• **Information**:

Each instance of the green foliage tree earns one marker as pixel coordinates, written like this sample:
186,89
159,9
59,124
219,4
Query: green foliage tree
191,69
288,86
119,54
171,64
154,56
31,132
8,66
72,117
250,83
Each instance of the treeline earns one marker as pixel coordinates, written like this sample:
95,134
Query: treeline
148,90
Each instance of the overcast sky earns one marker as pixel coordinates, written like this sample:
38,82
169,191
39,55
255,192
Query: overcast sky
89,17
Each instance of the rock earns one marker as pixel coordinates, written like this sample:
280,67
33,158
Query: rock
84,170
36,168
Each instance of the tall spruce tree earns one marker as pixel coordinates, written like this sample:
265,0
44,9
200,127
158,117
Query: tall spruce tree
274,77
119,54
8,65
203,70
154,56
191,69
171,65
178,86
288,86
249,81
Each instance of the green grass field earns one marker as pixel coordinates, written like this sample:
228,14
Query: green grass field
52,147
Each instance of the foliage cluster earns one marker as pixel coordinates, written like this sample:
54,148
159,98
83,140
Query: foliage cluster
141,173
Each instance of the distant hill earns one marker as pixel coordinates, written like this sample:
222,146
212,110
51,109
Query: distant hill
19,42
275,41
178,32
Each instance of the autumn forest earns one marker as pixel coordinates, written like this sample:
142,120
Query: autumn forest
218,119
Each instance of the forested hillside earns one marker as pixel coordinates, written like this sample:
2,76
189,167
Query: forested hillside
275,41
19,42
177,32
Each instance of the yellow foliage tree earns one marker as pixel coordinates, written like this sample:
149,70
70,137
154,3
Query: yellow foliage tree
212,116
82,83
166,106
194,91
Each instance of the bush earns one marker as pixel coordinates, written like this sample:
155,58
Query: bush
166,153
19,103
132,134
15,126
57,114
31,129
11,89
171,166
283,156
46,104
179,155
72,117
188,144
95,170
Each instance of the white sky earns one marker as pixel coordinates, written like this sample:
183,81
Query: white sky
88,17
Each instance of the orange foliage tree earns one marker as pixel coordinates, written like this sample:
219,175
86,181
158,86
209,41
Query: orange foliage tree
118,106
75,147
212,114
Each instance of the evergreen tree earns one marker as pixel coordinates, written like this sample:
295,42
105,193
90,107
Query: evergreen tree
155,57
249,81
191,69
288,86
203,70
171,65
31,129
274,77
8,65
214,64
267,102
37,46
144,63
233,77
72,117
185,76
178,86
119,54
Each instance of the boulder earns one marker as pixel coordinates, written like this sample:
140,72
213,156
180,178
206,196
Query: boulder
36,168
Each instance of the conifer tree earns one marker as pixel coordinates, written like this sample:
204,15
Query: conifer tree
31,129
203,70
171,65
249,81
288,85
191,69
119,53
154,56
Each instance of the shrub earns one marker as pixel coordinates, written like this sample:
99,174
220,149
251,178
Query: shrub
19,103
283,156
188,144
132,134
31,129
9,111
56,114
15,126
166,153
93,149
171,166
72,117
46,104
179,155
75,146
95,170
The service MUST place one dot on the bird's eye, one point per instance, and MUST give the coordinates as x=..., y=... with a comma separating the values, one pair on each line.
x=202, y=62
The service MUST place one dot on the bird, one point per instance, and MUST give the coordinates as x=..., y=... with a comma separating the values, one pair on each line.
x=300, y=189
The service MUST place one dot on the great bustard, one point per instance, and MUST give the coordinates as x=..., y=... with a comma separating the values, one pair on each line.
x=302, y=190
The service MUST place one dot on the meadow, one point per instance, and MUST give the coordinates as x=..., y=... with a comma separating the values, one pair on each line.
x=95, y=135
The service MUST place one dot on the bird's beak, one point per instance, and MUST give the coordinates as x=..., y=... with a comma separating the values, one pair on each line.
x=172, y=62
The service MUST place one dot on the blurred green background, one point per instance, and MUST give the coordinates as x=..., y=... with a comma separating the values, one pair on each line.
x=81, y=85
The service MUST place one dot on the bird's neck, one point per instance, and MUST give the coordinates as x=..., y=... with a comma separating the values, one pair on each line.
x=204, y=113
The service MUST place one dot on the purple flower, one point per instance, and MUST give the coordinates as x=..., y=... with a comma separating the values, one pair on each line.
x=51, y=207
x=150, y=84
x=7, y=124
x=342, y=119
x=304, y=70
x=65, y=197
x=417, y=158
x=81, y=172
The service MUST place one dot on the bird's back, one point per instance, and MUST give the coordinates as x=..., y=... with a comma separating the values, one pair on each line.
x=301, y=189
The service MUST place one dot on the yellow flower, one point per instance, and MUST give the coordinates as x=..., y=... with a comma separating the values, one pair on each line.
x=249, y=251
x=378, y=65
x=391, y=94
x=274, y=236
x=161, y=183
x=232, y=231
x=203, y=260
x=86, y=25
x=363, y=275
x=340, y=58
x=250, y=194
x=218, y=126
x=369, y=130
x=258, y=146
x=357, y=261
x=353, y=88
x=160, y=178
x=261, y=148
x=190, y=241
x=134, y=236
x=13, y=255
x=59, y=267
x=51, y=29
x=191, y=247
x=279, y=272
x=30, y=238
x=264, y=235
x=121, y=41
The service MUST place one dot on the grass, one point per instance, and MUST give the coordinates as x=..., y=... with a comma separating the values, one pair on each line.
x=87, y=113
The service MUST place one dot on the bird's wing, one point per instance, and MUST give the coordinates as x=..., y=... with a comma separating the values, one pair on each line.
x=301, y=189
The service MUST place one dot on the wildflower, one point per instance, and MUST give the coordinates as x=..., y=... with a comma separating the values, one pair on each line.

• **Task to carry out**: Print every record above exactly as it appears.

• **Answer to the problem**:
Each instance of the green foliage tree earns one marker as pixel coordinates, written like this sample:
186,89
159,9
59,124
219,4
Query: green foliage tree
191,69
288,86
119,54
171,64
154,56
31,132
8,66
72,117
250,83
Each instance of the treeline earns one marker as pixel coordinates, written like this sample:
95,134
Query: treeline
148,90
Each instance of the overcast sky earns one marker as pixel coordinates, written like this sample:
38,82
169,191
39,55
255,192
Query: overcast sky
89,17
Each instance of the rock earns one marker as pixel coordinates, written like this sample:
280,67
33,158
Query: rock
84,170
36,168
Each instance of the tall spruce tree earns one marker as pixel coordinates, written like this sample:
265,0
44,9
200,127
158,117
Query: tall spruce tree
274,77
119,54
8,65
203,70
154,56
191,69
171,65
178,86
288,86
249,81
Each instance of the green grass field earns one marker as pixel coordinates, written like this sample:
228,14
Query: green grass field
52,147
Each instance of the foliage cluster earns one marker as pixel coordinates, written like this sample:
54,148
159,98
83,140
Query: foliage cluster
141,173
Each instance of the distant hill earns one marker as pixel coordinates, written like this sample:
222,146
212,110
51,109
Query: distant hill
19,42
275,41
178,32
Each instance of the autumn forest earns one marker as pixel coordinates, written like this sample:
142,120
Query: autumn forest
218,119
Each instance of the forested hillside earns one marker as pixel coordinates, written like this sample:
2,76
189,167
Query: forested hillside
275,41
19,42
177,32
Each instance of the yellow foliage tree earns one marker as pixel coordinates, written like this sample:
149,70
70,137
154,3
Query: yellow foliage tree
212,116
82,83
166,106
194,91
Each instance of the bush earns one marker as pixel coordinates, written like this sample:
155,58
Query: bush
166,153
19,103
132,134
15,126
57,114
31,129
11,89
171,166
283,156
46,104
179,155
72,117
188,144
95,170
Each instance of the white sky earns one marker as pixel coordinates, written like this sample:
183,81
Query: white sky
88,17
Each instance of the orange foliage tree earns one marker as pixel coordinates, written like this sample:
219,175
86,181
158,86
209,41
Query: orange foliage tree
118,106
75,147
212,114
Each instance of the evergreen tree earns one marker as pixel coordinates, written like this sample:
295,42
105,193
90,107
Query: evergreen tree
155,57
249,81
191,69
288,86
203,70
171,65
31,129
274,77
8,65
214,64
267,102
37,46
144,63
233,77
72,117
185,76
178,86
119,54
Each instance of the boulder earns one marker as pixel coordinates, written like this sample:
140,72
213,156
180,178
206,196
Query: boulder
36,168
Each instance of the conifer tree earns one marker as pixel coordinates, written like this sample:
204,15
Query: conifer tree
31,129
203,70
171,65
249,81
288,85
191,69
119,53
154,56
Each instance of the shrub earns one marker as pixel coordinates, written like this sample:
99,174
220,149
251,178
Query: shrub
19,103
283,156
188,144
132,134
31,129
9,111
56,114
15,126
166,153
93,149
171,166
72,117
46,104
179,155
75,146
95,170
The service MUST place one dot on the bird's eye, one point per instance, and MUST give the coordinates as x=..., y=... with a comma separating the values, one pair on each line.
x=202, y=62
The service MUST place one dot on the bird, one point per instance, and MUST give the coordinates as x=..., y=... with a comma separating the values, one pair on each line.
x=300, y=189
The service MUST place one dot on the great bustard, one point per instance, and MUST give the coordinates as x=..., y=... with a comma separating the values, one pair on each line.
x=302, y=190
The service MUST place one dot on the meadow, one point per instance, and MUST give the coordinates as x=..., y=... with a comma separating the values, one pair on each line.
x=95, y=135
The service MUST place one dot on the bird's beak, one point per instance, and MUST give the coordinates as x=..., y=... with a comma separating the values, one pair on each line.
x=172, y=62
The service MUST place one dot on the blurred green background, one point per instance, and MUST give the coordinates as x=..., y=... with a comma separating the values, one pair on each line.
x=81, y=85
The service MUST place one dot on the bird's neck, one point per instance, and MUST give the coordinates as x=..., y=... with a comma separating the values, one pair on each line.
x=204, y=113
The service MUST place one dot on the purple flower, one point per instance, and MUST give the coordinates as x=..., y=... with a comma separating the values, one pair on each line.
x=51, y=207
x=150, y=84
x=7, y=124
x=342, y=119
x=304, y=70
x=65, y=197
x=417, y=158
x=81, y=172
The service MUST place one dot on the bird's back, one point per instance, and MUST give the coordinates as x=..., y=... with a comma separating the values, one pair on each line.
x=301, y=189
The service MUST place one dot on the yellow flower, one point per instance, and MUST give the coordinates as x=..., y=... with a comma separating the values, one pair on each line.
x=249, y=251
x=378, y=65
x=391, y=94
x=274, y=236
x=161, y=183
x=232, y=231
x=203, y=260
x=86, y=25
x=363, y=275
x=340, y=58
x=250, y=194
x=218, y=126
x=369, y=130
x=258, y=146
x=357, y=261
x=353, y=88
x=160, y=178
x=261, y=148
x=190, y=241
x=134, y=236
x=13, y=255
x=59, y=267
x=51, y=29
x=191, y=247
x=279, y=272
x=30, y=238
x=264, y=235
x=121, y=41
The service MUST place one dot on the grass, one point per instance, and MUST give the coordinates as x=..., y=... with a comma separating the values, one pair on each line.
x=87, y=113
The service MUST place one dot on the bird's wing, one point per instance, and MUST give the coordinates as x=..., y=... with a comma separating the values, one pair on each line.
x=301, y=189
The service MUST place one dot on the wildflower, one point per instance, and MUST give the coordinates as x=..., y=... with a comma separating the values, one pair on each line.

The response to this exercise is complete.